Short task: Extract the records from their first line up to and including the line that contains "[[[26,25],[26,22],[23,21],[15,21],[15,20],[2,20],[0,21],[0,25]]]", and reproduce each of those lines without any change.

Data records:
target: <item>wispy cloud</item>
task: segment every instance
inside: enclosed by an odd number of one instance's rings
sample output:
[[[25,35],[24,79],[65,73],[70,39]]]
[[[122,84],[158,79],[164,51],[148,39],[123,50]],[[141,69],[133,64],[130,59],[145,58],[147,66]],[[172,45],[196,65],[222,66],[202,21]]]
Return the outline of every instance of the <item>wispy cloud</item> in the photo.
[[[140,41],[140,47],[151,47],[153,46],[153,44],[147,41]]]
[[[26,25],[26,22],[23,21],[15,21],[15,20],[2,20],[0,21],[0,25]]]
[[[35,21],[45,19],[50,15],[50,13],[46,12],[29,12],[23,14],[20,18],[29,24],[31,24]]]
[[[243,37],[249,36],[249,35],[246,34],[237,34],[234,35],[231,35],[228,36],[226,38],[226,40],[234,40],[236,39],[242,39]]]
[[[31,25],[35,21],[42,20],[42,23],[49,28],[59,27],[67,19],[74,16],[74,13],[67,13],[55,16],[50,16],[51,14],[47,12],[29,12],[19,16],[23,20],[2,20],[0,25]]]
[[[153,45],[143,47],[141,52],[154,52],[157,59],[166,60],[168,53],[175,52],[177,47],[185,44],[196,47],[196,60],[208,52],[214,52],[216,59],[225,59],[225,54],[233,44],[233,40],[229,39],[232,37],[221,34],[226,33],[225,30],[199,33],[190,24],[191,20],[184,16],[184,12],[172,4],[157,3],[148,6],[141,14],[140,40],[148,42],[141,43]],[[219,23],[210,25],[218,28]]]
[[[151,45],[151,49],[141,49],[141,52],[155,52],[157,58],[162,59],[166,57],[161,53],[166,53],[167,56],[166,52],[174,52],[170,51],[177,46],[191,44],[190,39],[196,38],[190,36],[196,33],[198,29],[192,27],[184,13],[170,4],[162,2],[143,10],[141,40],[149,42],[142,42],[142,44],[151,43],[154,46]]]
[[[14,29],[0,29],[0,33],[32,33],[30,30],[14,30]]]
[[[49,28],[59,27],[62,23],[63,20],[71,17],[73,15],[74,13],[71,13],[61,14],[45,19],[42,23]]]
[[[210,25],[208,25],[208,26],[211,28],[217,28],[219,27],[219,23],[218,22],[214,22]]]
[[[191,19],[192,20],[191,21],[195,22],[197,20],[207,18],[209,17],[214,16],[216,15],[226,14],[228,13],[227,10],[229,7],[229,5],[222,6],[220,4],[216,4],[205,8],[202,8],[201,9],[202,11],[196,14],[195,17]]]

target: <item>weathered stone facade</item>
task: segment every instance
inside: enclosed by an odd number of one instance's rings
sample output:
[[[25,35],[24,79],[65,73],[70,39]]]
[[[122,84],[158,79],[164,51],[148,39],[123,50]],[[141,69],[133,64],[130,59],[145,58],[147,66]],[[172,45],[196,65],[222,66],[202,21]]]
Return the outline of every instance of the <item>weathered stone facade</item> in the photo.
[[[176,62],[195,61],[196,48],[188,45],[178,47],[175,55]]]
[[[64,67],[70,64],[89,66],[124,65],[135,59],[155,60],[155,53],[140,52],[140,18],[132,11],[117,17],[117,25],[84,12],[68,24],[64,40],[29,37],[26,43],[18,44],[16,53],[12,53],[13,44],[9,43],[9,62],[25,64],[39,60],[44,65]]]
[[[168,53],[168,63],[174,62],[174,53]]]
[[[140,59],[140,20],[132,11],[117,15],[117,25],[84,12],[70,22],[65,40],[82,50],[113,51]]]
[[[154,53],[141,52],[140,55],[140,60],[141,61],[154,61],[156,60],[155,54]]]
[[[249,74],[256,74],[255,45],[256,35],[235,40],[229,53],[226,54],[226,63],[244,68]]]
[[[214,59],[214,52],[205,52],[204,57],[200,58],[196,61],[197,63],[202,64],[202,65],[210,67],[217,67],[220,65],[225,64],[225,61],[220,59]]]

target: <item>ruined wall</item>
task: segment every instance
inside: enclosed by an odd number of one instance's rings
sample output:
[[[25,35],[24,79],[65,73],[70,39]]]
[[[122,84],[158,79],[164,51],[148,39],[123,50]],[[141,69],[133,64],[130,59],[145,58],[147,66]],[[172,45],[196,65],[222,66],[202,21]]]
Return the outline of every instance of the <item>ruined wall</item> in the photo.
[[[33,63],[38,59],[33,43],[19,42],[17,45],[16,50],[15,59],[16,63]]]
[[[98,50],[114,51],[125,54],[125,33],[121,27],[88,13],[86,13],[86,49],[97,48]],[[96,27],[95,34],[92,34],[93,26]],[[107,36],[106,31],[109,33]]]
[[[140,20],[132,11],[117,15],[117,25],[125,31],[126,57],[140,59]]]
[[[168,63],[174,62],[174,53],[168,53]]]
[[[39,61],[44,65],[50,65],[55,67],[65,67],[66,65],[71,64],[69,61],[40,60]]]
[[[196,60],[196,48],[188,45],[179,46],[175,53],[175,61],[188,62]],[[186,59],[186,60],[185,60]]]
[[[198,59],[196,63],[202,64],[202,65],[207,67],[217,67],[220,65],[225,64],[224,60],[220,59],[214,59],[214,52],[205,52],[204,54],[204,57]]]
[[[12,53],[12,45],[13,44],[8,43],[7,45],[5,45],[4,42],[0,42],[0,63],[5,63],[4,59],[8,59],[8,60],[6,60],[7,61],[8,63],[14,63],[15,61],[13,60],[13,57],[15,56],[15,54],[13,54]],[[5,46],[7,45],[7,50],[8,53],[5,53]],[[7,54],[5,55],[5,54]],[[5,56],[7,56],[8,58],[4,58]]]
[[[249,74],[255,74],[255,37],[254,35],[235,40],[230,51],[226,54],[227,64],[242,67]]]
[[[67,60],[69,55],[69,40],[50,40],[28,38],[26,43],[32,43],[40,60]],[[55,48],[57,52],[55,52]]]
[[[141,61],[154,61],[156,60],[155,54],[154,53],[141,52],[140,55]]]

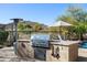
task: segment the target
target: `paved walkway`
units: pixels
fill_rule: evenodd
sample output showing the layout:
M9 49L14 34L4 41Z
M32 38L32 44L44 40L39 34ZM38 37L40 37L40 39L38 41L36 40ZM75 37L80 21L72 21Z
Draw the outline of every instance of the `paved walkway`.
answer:
M0 48L0 62L37 62L37 59L21 59L14 54L13 47ZM77 62L87 62L87 48L78 48Z

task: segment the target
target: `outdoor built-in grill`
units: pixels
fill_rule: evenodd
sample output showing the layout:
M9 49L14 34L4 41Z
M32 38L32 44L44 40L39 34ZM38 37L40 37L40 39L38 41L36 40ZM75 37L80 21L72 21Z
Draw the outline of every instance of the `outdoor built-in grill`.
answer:
M50 47L48 34L33 34L31 36L32 46L34 48L34 57L45 61L46 50Z
M33 47L50 47L50 35L48 34L33 34L31 36L31 42Z

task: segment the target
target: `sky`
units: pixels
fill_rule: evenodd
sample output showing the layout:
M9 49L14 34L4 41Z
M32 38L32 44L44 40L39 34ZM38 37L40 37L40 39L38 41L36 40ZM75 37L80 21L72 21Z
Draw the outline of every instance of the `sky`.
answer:
M12 22L12 18L22 18L50 25L66 13L69 6L70 3L0 3L0 23L7 24ZM77 6L87 9L86 3Z

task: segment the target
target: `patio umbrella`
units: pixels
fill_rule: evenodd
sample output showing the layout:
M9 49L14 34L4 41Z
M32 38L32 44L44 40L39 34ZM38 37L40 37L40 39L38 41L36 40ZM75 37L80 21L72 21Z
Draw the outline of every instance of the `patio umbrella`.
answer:
M57 21L50 26L58 26L59 28L59 35L61 35L61 26L72 26L72 24L64 22L64 21Z

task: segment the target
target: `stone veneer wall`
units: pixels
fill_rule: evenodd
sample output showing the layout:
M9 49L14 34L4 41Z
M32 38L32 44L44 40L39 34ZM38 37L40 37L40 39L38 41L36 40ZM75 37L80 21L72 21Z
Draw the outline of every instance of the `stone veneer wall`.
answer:
M23 43L23 45L22 45ZM19 42L18 56L22 58L34 58L34 50L29 42Z

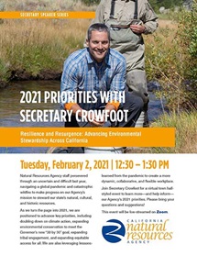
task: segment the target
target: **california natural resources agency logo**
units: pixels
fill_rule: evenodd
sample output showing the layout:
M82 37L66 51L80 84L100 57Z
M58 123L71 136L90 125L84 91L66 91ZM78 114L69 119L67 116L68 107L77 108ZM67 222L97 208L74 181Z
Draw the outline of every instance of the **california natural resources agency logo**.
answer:
M124 225L118 219L109 219L103 226L105 240L116 243L149 243L152 240L170 240L173 232L167 229L170 219L127 219Z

Finished exercise:
target: <item>wispy cloud</item>
task: segment every instance
inside: enclosed by an odd number of one instance's rings
sample output:
[[[25,35],[24,79],[65,73],[70,39]]]
[[[122,84],[158,79],[164,51],[148,39],[123,50]],[[141,69],[133,64],[130,59],[145,58],[147,66]],[[172,45],[196,65],[222,66],[202,21]]]
Return the outline of every instance of the <item>wispy cloud</item> in the photo.
[[[140,41],[140,47],[151,47],[153,46],[153,44],[147,41]]]
[[[26,25],[26,22],[23,21],[15,21],[15,20],[2,20],[0,21],[0,25]]]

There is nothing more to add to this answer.